What you need to do:
(1) List the wrestling greats that the 3PW article names as being brought in at the beginning to add to the roster.
(2) According to the 3PW article, who officially replaced Jasmin St. Claire as CEO?

Provided text:
※ ※ ※

Pro-Pain Pro Wrestling
- Acronym: 3PW
- Founded: February 15, 2002
- Defunct: June 18, 2005
- Style: Hardcore wrestling
- Headquarters: Philadelphia, Pennsylvania
- Founder(s): The Blue Meanie Jasmin St. Claire
- Owner(s): The Blue Meanie Jasmin St. Claire
- Predecessor: Extreme Championship Wrestling
- Website: 3PWrestling.com

= Pro-Pain Pro Wrestling =

Professional wrestling promotion based in Pennsylvania, US

Pro-Pain Pro Wrestling, or 3PW, was a hardcore professional wrestling promotion based in Philadelphia, Pennsylvania. Considered an attempt at reviving Extreme Championship Wrestling (ECW), it ran many shows from the former ECW Arena.

The promotion was founded in 2002 by ECW alumni Jasmin St. Claire and Brian "The Blue Meanie" Heffron, later being joined by ECW founder Tod Gordon. Many former ECW veterans, such as Raven, The Sandman, Al Snow and Sabu, made up the roster of the promotion. The promotion closed in 2005 after encountering financial difficulties.

==History==
The promotion was founded by Jasmin St. Claire and Brian "The Blue Meanie" Heffron and they were later joined by former Extreme Championship Wrestling promoter Tod Gordon. In the beginning, 3PW brought in wrestling greats like Dusty Rhodes, Terry Funk, Abdullah The Butcher and Bam Bam Bigelow to add to the roster. The first 3PW shows ran at the ECW Arena, but when XPW Owner Rob Black signed an exclusive lease to the arena, 3PW moved to The Electric Factory.

In 2004, 3PW had a show featuring a Blue World Order reunion with Blue Meanie and Stevie Richards. The next month, 3PW hosted an NWA Florida X Division Championship match between Roderick Strong and Mikey Batts.

In December 2004, however, problems began to surface. 3PW booker Tod Gordon resigned, walking out during a 3PW event following an argument with 3PW officials when there was apparently no money to pay wrestlers, security and other staff for the event. In April, Jasmin St. Claire was officially replaced as CEO by Richard McDonald. Rockin' Rebel took over as booker, but he and the Blue Meanie soon became involved in a business dispute with Pro Wrestling Unplugged owners Johnny Kashmere and Trent Acid. When St. Claire stopped receiving her royalty checks, she responded by putting the promotion up for sale in a one-day auction on eBay although, no one responded to the $180,000 asking price. Blue Meanie attempted to resurrect the company, but was unable to find an investor. The company's final show was on June 18, 2005. In 2007 Force Entertainment began Professionally repacking and distributing 3PW Events throughout Australia commercially and through the companies' websites, as such the DVD releases started turning up in supermarkets, video stores, and retail outlets.

※ ※ ※

Supplied material:
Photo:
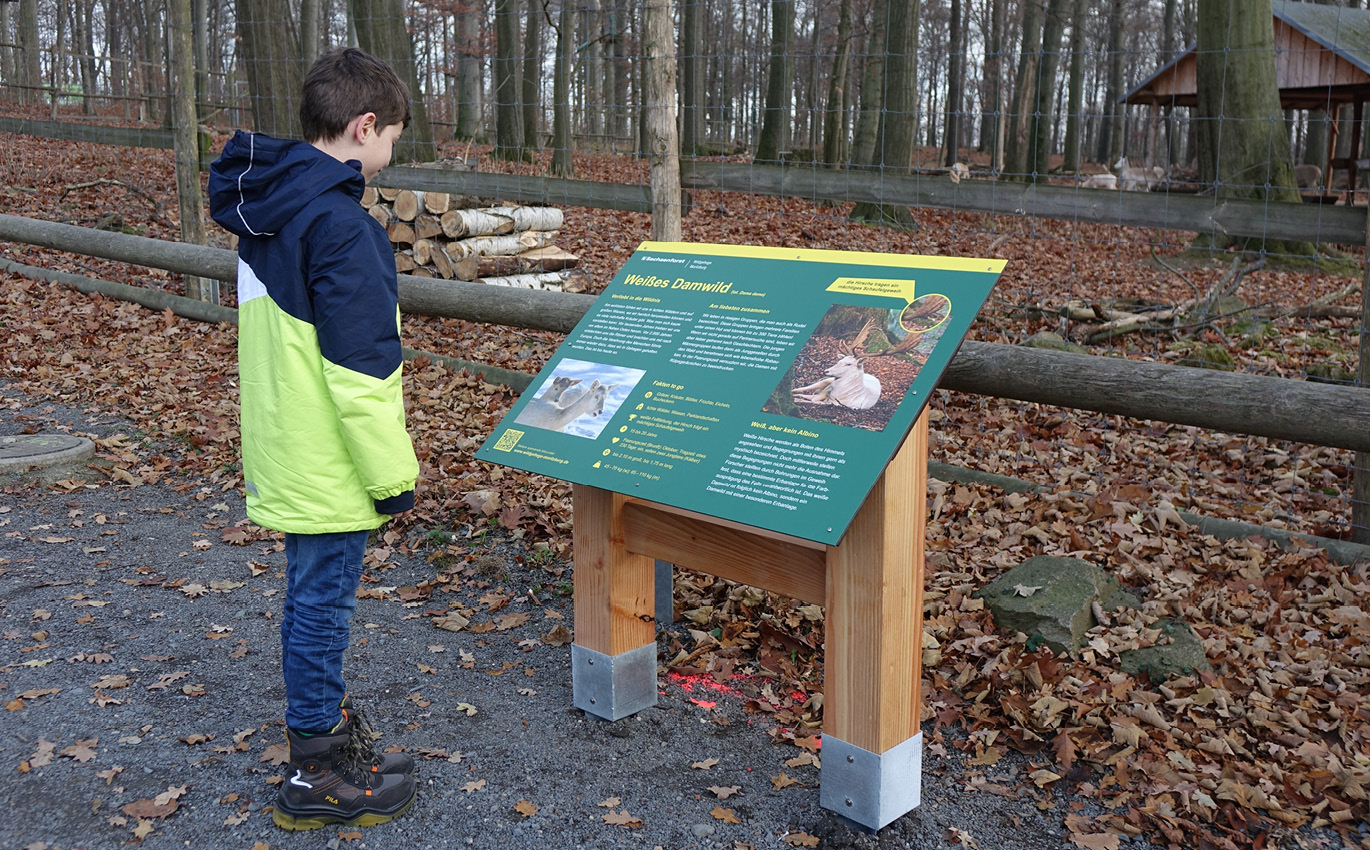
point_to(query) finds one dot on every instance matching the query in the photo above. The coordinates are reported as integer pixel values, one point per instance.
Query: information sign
(763, 385)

※ ※ ※

Responses:
(1) Dusty Rhodes, Terry Funk, Abdullah The Butcher, Bam Bam Bigelow

(2) Richard McDonald